- [Written problem]: Return every line in the data below that contains the word "door".

- [Supplied records]:
★ ★ ★ ★ ★

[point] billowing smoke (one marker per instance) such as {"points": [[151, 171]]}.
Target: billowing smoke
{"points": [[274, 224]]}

★ ★ ★ ★ ★

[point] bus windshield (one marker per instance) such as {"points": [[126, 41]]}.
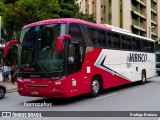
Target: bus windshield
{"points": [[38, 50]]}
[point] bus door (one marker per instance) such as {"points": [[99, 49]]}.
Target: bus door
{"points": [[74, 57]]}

★ ★ ★ ★ ★

- [Task solution]:
[point] bus door (one marker per instance) such as {"points": [[99, 49]]}.
Target: bus door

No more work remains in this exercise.